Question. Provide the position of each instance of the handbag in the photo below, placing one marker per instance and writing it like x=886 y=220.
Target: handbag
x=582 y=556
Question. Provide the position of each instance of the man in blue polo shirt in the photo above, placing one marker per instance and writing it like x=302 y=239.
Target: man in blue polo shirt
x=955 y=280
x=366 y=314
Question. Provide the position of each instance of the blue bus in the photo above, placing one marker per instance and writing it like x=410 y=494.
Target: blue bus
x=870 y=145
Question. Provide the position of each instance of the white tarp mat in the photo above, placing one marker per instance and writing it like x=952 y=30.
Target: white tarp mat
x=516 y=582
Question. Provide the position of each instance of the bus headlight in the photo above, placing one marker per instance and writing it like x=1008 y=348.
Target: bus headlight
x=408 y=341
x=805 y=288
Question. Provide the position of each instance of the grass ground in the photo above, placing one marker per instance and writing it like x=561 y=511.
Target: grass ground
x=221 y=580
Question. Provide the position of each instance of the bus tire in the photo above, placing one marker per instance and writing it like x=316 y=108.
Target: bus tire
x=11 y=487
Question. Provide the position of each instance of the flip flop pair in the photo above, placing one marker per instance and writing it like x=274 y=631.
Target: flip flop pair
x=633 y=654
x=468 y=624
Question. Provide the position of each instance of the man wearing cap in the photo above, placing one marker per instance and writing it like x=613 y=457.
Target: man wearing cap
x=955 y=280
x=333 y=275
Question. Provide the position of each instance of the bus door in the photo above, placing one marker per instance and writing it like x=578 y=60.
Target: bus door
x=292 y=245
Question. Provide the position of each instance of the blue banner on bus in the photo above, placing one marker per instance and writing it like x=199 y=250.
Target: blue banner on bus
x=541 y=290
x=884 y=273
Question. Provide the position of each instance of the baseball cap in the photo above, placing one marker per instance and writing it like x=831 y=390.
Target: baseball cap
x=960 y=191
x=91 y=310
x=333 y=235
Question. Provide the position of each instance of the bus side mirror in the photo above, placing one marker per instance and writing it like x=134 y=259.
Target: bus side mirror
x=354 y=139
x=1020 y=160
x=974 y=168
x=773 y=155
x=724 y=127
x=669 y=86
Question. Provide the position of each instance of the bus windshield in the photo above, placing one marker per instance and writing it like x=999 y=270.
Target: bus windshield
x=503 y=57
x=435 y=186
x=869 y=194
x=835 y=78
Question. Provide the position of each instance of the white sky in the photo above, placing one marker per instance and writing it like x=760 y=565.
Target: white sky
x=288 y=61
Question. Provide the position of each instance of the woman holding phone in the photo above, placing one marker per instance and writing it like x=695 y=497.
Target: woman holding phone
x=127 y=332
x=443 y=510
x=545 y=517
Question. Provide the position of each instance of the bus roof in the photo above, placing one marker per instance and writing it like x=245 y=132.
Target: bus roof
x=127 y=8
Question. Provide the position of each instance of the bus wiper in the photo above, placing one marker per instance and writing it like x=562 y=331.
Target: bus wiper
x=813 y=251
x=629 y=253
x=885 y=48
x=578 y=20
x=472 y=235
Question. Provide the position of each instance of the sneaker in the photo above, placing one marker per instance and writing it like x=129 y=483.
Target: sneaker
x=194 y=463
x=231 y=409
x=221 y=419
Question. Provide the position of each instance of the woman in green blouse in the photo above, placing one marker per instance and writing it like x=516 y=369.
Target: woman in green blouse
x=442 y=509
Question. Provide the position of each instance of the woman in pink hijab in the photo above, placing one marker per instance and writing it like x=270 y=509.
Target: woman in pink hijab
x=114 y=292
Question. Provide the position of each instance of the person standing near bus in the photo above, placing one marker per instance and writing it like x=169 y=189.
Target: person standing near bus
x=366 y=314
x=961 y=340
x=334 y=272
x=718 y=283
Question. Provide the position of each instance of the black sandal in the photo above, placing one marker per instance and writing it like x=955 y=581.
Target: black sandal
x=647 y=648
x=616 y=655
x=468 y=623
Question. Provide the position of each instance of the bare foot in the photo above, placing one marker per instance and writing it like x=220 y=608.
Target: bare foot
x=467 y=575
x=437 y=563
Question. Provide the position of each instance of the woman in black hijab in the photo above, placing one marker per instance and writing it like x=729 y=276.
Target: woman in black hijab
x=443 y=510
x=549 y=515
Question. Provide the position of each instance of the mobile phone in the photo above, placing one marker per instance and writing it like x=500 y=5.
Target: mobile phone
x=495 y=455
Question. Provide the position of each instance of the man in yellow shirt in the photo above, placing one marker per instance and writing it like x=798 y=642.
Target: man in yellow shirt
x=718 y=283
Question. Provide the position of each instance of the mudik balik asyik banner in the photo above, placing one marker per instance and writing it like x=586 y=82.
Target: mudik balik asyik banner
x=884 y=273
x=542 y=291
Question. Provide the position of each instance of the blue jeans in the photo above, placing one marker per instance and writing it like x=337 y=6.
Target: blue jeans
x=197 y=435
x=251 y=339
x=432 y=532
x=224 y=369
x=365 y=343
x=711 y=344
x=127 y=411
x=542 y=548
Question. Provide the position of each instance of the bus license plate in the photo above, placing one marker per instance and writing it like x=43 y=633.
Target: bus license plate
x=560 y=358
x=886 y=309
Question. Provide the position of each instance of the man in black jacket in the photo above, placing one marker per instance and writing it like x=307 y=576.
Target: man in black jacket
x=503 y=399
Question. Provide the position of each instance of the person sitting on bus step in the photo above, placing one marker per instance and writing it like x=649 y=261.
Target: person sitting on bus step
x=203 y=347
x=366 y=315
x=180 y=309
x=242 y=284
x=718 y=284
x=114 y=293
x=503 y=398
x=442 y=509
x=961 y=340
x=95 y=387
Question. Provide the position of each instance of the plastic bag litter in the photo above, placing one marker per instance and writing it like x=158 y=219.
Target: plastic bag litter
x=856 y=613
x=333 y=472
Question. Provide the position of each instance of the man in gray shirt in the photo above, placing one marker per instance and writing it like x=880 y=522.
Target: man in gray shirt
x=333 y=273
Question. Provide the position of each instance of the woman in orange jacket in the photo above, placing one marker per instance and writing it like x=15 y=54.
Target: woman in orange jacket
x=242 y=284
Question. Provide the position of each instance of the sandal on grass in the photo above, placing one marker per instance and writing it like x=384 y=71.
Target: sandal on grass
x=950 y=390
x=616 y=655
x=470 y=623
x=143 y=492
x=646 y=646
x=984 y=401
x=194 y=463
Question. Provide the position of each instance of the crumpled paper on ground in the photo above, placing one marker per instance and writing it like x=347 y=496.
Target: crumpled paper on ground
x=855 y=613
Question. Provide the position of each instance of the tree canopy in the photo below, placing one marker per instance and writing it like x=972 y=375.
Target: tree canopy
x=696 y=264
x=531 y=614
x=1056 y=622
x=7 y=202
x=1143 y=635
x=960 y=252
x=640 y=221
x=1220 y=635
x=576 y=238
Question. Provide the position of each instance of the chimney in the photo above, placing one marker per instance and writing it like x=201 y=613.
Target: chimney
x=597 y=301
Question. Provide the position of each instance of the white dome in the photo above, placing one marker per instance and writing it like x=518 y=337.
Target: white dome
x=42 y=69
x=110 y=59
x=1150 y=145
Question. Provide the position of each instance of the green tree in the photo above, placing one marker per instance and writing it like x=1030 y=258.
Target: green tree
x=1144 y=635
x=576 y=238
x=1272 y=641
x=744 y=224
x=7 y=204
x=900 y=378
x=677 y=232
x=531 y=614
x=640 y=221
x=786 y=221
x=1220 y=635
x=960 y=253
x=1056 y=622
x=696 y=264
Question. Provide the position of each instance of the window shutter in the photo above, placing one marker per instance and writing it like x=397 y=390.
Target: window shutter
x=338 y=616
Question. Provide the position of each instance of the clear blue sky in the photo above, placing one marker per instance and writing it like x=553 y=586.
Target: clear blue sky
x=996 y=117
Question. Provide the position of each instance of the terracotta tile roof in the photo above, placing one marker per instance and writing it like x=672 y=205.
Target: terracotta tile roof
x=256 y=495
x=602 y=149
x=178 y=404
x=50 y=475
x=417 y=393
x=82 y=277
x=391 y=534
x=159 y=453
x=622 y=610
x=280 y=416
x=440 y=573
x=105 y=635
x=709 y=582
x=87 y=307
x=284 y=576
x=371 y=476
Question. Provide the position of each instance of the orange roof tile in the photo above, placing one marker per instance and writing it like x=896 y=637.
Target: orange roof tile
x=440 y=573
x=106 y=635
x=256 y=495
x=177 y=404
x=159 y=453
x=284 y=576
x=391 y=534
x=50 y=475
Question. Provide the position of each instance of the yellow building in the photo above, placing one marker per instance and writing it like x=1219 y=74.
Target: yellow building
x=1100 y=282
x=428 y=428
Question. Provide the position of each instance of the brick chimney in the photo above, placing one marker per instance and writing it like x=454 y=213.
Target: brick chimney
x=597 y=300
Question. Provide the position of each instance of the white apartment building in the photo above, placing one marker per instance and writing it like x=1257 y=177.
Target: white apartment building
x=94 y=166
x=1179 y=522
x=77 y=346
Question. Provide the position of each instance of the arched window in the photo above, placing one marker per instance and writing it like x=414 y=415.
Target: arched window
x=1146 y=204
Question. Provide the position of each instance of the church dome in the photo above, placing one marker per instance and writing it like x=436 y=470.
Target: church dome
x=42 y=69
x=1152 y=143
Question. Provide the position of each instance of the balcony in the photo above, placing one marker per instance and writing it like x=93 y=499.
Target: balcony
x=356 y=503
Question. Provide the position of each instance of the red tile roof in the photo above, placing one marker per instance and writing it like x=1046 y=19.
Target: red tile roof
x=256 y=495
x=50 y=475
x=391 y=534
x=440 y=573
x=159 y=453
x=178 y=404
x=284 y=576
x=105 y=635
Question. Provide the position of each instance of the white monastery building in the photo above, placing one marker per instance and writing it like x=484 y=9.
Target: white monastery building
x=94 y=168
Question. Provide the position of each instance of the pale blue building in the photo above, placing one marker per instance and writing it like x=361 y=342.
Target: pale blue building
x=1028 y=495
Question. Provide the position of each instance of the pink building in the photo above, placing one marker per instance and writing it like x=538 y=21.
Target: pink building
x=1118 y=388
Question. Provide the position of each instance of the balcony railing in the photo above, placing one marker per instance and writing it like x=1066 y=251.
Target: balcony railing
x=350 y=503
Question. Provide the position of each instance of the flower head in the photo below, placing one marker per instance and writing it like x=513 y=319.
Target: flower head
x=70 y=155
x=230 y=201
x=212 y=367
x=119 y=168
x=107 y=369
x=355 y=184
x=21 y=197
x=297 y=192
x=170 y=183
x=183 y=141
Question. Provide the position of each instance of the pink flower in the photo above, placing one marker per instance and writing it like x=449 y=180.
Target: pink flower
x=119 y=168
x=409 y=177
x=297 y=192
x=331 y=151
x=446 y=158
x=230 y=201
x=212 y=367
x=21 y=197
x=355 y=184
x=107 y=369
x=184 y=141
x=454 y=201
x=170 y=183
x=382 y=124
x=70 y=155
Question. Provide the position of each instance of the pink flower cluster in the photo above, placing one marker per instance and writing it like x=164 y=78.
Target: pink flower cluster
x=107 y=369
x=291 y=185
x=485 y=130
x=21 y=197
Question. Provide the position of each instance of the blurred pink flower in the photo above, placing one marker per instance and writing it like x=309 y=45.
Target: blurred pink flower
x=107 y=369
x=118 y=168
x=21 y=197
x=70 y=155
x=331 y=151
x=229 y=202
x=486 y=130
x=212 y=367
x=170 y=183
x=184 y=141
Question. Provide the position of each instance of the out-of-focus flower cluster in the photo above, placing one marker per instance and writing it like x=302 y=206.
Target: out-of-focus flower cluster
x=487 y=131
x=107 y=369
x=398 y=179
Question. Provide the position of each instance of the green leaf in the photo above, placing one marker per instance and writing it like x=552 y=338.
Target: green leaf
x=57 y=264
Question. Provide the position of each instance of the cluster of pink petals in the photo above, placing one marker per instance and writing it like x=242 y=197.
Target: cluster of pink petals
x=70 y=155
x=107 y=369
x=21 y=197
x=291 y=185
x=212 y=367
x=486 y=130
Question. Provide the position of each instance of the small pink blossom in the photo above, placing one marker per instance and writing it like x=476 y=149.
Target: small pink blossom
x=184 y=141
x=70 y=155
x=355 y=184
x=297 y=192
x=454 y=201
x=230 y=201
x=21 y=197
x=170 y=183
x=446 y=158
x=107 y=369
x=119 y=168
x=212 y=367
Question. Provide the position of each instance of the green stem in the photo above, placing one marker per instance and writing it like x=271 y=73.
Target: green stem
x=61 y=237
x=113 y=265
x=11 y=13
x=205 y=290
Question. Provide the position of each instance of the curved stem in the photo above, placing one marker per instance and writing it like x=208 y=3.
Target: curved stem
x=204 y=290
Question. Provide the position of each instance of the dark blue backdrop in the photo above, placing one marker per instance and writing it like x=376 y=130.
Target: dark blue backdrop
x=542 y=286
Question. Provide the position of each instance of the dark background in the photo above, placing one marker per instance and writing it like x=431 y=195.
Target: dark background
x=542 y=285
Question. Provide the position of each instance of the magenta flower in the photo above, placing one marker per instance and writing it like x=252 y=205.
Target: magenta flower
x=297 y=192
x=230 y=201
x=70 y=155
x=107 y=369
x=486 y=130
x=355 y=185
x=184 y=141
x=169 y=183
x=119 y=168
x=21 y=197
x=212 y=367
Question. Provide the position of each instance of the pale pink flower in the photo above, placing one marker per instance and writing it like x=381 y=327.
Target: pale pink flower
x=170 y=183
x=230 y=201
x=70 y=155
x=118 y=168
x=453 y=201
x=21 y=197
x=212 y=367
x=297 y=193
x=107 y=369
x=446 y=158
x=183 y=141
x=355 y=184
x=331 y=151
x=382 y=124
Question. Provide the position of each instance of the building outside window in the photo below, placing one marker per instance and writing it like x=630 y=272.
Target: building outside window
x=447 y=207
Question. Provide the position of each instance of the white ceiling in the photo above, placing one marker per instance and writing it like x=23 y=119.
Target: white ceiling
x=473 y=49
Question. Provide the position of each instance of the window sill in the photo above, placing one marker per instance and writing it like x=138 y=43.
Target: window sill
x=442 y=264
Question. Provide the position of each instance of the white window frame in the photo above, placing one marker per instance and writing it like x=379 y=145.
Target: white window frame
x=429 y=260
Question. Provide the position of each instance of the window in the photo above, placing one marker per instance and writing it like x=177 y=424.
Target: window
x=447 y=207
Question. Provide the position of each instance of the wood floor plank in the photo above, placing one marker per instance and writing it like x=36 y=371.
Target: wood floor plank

━━━━━━━━━━━━━━━━━━━━━━━━━━━━━━

• _What is asked_: Retype the rows above without any changes, beginning at the line that contains "like x=169 y=189." and stopping after the line that contains "x=437 y=563".

• _The output_:
Question. Provide the position of each instance of the person standing near bus in the photo above, placing one marker per instance and writing it like x=169 y=189.
Target: person standing near bus
x=366 y=314
x=961 y=340
x=334 y=272
x=718 y=283
Question. Provide the position of each instance of the black sandal in the photo above, placing one marker per instance and writing it like x=955 y=581.
Target: black sandal
x=647 y=648
x=616 y=655
x=468 y=623
Question. Provide the position of each instance of the bare foot in the photo above, placing one marker per instance and writing it like x=220 y=608.
Target: bare foot
x=467 y=575
x=437 y=563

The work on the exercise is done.